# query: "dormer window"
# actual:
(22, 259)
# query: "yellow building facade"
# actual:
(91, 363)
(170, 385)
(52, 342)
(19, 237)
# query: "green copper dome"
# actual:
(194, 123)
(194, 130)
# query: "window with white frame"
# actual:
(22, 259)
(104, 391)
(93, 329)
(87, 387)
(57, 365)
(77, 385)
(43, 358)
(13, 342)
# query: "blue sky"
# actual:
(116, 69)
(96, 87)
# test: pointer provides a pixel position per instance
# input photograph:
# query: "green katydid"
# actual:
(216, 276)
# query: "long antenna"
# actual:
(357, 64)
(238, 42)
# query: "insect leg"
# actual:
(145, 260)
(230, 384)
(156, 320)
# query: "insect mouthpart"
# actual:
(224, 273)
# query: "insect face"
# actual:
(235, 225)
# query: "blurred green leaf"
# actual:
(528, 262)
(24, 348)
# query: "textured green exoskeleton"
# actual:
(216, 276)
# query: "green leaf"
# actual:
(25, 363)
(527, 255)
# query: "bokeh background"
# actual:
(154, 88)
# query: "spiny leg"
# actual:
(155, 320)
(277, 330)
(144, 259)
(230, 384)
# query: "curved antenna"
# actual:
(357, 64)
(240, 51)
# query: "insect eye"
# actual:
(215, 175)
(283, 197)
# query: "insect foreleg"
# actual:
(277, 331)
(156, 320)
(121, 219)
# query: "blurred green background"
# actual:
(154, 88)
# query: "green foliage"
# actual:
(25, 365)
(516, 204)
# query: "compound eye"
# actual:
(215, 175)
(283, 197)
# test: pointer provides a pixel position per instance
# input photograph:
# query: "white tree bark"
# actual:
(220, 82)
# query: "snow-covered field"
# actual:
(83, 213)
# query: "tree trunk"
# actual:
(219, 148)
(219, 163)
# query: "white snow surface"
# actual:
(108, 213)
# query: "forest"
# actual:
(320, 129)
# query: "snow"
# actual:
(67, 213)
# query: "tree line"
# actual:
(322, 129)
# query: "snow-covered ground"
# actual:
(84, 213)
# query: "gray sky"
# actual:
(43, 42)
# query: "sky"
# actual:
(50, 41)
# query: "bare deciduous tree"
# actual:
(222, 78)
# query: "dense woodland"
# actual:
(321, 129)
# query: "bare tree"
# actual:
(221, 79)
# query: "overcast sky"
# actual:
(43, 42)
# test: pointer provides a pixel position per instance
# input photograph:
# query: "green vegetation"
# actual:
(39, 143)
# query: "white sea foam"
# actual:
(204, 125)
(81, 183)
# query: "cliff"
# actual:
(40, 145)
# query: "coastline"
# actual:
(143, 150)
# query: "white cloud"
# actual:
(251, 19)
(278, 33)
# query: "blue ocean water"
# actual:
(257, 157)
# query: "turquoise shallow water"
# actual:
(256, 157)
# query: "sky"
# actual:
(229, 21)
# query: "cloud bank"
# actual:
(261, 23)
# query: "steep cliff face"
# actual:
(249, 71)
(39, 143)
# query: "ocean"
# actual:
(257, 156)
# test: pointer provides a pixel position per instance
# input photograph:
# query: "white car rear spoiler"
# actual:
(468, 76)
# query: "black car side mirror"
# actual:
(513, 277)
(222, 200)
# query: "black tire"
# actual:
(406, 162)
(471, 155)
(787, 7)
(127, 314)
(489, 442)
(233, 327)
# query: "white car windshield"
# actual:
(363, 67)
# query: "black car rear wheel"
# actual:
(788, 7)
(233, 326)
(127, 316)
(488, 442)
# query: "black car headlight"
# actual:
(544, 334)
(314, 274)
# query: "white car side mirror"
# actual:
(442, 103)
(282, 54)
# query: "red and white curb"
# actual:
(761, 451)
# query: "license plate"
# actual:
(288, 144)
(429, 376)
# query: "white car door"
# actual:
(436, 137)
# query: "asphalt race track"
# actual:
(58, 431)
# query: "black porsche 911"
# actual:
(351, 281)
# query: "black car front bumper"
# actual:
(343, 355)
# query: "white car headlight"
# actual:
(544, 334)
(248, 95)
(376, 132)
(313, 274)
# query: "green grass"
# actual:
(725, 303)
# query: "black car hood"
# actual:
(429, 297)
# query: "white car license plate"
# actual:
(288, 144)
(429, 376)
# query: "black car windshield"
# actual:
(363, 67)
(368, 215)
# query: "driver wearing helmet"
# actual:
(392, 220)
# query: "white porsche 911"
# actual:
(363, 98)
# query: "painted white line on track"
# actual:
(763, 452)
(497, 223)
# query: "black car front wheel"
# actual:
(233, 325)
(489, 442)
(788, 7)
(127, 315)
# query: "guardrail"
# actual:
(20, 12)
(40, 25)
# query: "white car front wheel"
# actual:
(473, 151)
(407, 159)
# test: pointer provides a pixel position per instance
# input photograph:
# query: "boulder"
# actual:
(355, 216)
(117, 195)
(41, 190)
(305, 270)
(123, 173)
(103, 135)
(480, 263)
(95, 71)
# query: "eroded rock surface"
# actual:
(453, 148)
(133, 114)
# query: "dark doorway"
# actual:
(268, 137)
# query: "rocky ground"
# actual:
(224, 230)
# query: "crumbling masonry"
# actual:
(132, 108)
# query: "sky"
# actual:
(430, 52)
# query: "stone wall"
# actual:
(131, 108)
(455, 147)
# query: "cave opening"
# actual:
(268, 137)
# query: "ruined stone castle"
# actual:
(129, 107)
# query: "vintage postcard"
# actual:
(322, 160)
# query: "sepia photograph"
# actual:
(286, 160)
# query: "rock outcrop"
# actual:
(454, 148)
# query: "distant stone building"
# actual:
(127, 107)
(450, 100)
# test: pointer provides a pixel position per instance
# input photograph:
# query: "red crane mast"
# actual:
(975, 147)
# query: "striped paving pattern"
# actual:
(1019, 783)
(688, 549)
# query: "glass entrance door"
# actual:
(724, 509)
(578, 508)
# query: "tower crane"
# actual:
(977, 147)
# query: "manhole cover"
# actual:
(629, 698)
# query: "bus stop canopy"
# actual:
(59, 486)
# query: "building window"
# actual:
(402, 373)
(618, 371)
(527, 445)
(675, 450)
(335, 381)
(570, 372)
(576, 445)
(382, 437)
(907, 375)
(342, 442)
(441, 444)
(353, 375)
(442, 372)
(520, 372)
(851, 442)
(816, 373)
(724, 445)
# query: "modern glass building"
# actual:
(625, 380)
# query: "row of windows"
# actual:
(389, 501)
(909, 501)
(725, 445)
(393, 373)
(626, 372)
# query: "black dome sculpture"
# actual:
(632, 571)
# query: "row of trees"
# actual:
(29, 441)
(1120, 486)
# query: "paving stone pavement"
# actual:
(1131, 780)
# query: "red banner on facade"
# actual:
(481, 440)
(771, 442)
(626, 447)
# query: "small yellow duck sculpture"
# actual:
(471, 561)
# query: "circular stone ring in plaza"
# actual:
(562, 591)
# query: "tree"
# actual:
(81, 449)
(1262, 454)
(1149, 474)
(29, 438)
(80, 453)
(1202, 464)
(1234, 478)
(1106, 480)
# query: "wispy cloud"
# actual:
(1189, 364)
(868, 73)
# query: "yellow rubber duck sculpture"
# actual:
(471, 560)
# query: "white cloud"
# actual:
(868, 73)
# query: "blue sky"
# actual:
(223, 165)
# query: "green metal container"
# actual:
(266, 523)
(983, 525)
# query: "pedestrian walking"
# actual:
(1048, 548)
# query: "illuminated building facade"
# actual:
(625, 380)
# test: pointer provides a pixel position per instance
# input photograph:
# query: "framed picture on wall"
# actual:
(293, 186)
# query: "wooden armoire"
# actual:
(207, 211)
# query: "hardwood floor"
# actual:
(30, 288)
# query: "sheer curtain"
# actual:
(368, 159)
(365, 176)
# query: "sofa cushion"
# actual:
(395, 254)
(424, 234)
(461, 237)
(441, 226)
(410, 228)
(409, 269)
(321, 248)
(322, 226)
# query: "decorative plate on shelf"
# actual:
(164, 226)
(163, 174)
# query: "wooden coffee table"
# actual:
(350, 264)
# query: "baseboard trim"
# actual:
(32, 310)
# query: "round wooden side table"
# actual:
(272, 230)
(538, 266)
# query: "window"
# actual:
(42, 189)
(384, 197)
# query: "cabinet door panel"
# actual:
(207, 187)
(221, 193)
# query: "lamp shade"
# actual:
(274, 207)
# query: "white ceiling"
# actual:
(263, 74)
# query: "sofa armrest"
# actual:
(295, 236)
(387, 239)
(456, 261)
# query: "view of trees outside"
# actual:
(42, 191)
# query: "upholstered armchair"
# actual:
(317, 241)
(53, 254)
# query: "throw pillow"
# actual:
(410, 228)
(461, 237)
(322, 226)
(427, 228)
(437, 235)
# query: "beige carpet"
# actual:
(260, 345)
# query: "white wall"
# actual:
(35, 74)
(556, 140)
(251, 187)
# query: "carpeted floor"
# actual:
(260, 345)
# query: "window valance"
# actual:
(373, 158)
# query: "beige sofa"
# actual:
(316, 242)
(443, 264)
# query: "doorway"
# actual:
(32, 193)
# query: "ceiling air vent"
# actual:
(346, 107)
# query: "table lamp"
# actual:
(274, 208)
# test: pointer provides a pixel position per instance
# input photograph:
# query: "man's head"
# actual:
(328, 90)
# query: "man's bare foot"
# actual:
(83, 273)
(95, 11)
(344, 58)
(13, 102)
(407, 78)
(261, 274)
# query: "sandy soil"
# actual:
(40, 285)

===============

▶ **Work to do**
Return each line of the listing above that contains the word "crane".

▶ **Solution to this problem**
# query: "red crane mast"
# query: "tower crane"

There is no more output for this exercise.